Text block:

-- BEGIN --

This is great! I'll build in the handling and send some test specs later today for arrayed titles for your testing tomorrow.
The handling I am currently building in will split variable names on multiple conditions:
Does this seem sensible? For example, something like
extra_long_reallylongsingleword
might get delimited to an array that looks like ['extra', 'long', 'reallylongsingl', 'eword']
Each term in the list has a max character count of 15 and it will split on those delimiters then check that no term is still too long and split accordingly. It also has some functionality to ensure the trailing letters split aren't too short as to look goofy.
I will send specs a little later today, but wanted to document the basic approach I am taking.
Here is a set of specs with the y title passed as an array in that summarize step:
"y": {
"field": "datamations_y",
"type": "quantitative",
"title": ["median", "of", "long", "extralongvariab", "lename", "that", "is", "long"],
"scale": {
"domain": [36.8, 50.95]
}
},
I'll implement it in the groupby as well shortly, but should let you test this out.
@willdebras it looks like this:
I think it is better to combine "of" and "long" and other small words together.
Ah I see. It wraps on every item or the array. Okay, I will adjust the approach today so these shorter terms are combined into single strings.
@willdebras can you merge this as well?
Sometimes we end up with long auto-generated y-axis labels, for instance
mean(total_bill_length_mm)
.When this exceeds the length of the side of a hacked facet we get weird overlaps and repetitions.
Let's think about how to solve this. SVG text wrapping isn't particularly easy, but there are solutions. We may need to rewrite the axis label with some whitespace, though. Otherwise we'll either get no break or a weird break, like
mean(total_bill\n_length_mm)
.One option would be to write
mean of total_bill_length_mm
and another would be to replace underscores with spaces or something like that.

-- END --

Dataset extract:
-- BEGIN --

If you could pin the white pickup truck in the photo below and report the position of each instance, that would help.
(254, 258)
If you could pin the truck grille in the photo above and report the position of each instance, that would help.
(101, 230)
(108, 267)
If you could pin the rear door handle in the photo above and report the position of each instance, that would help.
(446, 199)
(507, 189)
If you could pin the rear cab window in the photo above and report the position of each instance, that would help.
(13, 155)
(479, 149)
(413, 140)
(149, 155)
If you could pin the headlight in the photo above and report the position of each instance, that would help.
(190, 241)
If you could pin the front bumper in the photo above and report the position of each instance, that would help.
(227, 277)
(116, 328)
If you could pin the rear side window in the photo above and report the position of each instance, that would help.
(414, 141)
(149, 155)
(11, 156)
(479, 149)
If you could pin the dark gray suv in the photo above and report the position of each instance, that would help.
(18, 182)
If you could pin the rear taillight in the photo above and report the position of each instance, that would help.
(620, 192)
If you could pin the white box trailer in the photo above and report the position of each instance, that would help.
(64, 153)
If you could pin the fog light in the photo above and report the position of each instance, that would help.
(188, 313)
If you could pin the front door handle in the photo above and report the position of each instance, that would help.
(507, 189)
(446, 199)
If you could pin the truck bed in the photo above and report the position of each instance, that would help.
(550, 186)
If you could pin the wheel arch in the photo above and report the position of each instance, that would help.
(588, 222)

-- END --

Set task:
List every key that appears in the y-axis specification block of the axis-label wrapping discussion.

Written reply:
"y", "field", "type", "title", "scale", "domain"